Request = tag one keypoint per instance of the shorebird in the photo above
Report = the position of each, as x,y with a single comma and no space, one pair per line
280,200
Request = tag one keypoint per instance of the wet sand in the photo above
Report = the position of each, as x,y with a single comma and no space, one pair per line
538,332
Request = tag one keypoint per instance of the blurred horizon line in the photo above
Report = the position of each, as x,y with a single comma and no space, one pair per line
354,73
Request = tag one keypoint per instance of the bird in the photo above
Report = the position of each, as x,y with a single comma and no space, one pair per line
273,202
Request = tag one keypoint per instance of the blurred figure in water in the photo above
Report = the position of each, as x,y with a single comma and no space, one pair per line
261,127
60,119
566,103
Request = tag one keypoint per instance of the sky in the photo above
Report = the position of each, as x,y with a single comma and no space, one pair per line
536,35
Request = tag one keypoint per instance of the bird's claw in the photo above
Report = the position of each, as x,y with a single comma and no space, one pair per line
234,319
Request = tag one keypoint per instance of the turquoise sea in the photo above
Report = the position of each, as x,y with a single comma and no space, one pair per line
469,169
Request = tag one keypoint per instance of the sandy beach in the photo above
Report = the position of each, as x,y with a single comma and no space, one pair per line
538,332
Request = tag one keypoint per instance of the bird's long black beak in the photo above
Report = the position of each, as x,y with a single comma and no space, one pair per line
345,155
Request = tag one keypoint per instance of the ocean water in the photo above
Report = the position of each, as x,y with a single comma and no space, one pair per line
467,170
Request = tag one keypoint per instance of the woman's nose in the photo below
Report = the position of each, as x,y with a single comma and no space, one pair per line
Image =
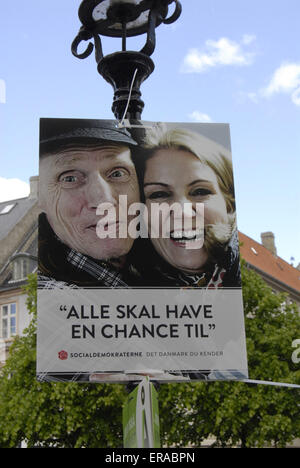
186,207
99,191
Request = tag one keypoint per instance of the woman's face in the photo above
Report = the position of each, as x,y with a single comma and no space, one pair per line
178,176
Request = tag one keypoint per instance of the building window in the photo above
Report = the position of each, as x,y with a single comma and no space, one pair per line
20,269
8,324
6,209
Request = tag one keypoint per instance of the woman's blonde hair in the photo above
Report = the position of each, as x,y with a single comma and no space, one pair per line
213,155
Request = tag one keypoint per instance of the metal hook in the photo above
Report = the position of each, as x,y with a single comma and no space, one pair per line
176,14
85,35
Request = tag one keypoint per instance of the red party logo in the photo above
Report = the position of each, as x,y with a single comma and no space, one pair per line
63,355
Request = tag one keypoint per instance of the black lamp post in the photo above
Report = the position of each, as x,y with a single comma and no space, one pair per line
125,70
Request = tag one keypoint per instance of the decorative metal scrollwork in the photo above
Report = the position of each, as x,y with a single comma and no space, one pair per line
85,35
93,29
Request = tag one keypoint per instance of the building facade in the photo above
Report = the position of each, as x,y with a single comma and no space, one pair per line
18,258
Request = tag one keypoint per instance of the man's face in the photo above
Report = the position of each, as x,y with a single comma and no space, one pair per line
74,182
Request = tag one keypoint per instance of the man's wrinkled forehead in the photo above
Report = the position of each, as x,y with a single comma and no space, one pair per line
66,157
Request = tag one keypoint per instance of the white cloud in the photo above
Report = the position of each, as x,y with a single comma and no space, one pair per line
223,52
197,116
286,79
2,92
11,189
248,39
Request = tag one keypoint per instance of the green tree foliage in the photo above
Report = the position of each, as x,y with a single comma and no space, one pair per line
236,413
89,415
54,414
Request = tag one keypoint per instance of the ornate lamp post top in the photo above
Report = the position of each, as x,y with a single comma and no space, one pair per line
123,18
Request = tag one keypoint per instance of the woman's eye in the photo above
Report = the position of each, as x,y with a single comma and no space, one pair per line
201,192
158,194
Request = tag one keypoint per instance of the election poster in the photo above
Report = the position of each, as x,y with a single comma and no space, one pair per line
139,266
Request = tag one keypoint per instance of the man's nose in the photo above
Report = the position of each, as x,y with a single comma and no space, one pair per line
99,191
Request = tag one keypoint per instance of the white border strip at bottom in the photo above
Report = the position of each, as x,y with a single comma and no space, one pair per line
276,384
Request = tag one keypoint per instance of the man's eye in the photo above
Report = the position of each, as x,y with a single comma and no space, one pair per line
118,174
71,179
158,194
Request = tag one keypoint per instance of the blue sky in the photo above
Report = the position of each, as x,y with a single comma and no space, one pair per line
235,62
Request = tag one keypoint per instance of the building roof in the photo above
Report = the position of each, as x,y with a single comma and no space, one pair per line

§ §

» **Stated exercise**: Print out every entry above without changing a word, and leave out the pictures.

» **Exercise output**:
Request = tag one keypoint per instance of the shorebird in the photo above
Report = the position of each, as x,y with a single comma and no space, one pair per line
280,200
Request = tag one keypoint per instance of the wet sand in the photo above
Report = the position of each, as x,y with a single comma and no space, one pair per line
538,332
Request = tag one keypoint per instance of the blurred horizon line in the photo above
Report = the position of each, as x,y with a single comma and no space, one pair per line
354,73
Request = tag one keypoint per instance of the bird in the photo above
Report = the position of each, as x,y with a single comma and no space, one pair per line
273,202
Request = tag one keypoint per instance of the blurred figure in water in the photo above
Report = the position of each, as x,y with a single comma and no space, one pair per line
261,127
60,119
566,103
Request = tag one keypoint per instance of the sky in the photo above
Report = the position of each, as x,y with a single comma and no space, one pair per line
536,35
Request = tag one keypoint per instance of the bird's claw in the photo above
Report = the position of each, as x,y with a single comma and no space, one pair per line
234,319
Request = tag one keypoint per instance of the turquoise sea in the photo above
Report = the position of each, as x,y with a single comma and no space, one pair per line
469,169
Request = tag one keypoint per instance of the sandy beach in the photo above
Report = the position of each, as x,y with a single comma and no space, one pair per line
538,332
Request = tag one keypoint per instance of the bird's long black beak in the photo above
Report = the position of each, as x,y with a single comma and no space, one pair per line
345,155
Request = tag one keypoint per instance of the ocean water in the photo above
Report = the position of each, as x,y with a single comma and no space, one pair per line
467,170
Request = tag one keypoint per instance of the woman's nose in the photo below
Report = the position of each, as x,y with a single comma and no space, one pair per line
Image =
186,207
99,191
Request = tag one keypoint per instance of the woman's face in the photo above
Report = the position of each, as x,y with a single comma and no space, one pair per line
178,176
Request = tag one keypoint per instance of the building window in the photo above
Report = the position of each, as x,y with a single comma and no space, one pair per line
20,269
8,324
6,209
Request = tag one keypoint per instance of the woman's blonde hair in the photo above
Report = the position of each, as x,y with a single comma and no space, one pair per line
213,155
Request = tag one keypoint per instance of the metal hook in the photo above
Report = the position of each, as x,y with a single comma and no space, one pair per line
176,14
85,35
Request = tag one keypoint per instance of the red party logo in the photo above
Report = the position of each, as x,y with a single comma and no space, one pair per line
63,355
Request = tag one keypoint per instance of the black lamp post in the photo above
Report = the position of each, as x,y with a single comma and no space, one pair per line
125,70
Request = tag one keypoint per instance of the decorative metal scrollwork in the photo above
Report = the position of each, as x,y with a single comma and no space, one pair per line
85,35
93,29
Request = tag one keypoint per instance of the building facade in the photo above
Report = the position of each, as x,y with a single comma and no space, one pair per line
18,258
Request = tag one keypoint per instance of the man's face in the photo above
Report = the position of each, as x,y with a single comma and no space, one pair per line
74,182
Request = tag one keypoint per instance of the man's wrinkled forehead in the photo above
Report = the position of each, as x,y with a single comma and no space, one pair per line
66,157
Request = tag one keypoint per instance of the white cloud in the photo above
Report = the position of each, as x,y with a single comma and no space, one pair per line
223,52
197,116
286,79
2,92
11,189
248,39
Request = tag one keypoint per instance of the green tree foliage in the photo above
Report = the position of each, as x,y with a single comma and no space, one pair per line
236,413
89,415
54,414
Request = tag one keypoint per instance of the ornate lamp post top in the photo above
Report = the position of each, as x,y with a single comma and no space, one pair per line
123,18
Request = tag one keypoint per instance of the woman's eye in the photo above
Report = the position of each, as x,y with a single comma and no space, one pair per line
201,192
158,194
Request = tag one keypoint per instance of the election poster in the photo above
Report = the position of each, as x,y with a single comma and no space, one pair per line
139,266
Request = tag one keypoint per instance of the man's nose in the photo above
Report = the position of each, as x,y with a single comma and no space, one pair per line
99,191
Request = tag one keypoint per instance of the white border strip at bottom in the photo above
Report = the position of each, as x,y with a single comma and no space, one pair per line
276,384
Request = tag one keypoint per instance of the man's eye in the photo above
Report = the position of each, as x,y with a single comma and no space, one pair per line
118,174
71,179
158,194
Request = tag one keypoint per instance of the blue sky in the photo above
Report = the position of each, as x,y with a single comma and no space, one pair per line
235,62
Request = tag one keypoint per instance of the building roof in the photo above
Report = the position of each, as x,y with a single comma and no space, one pair per line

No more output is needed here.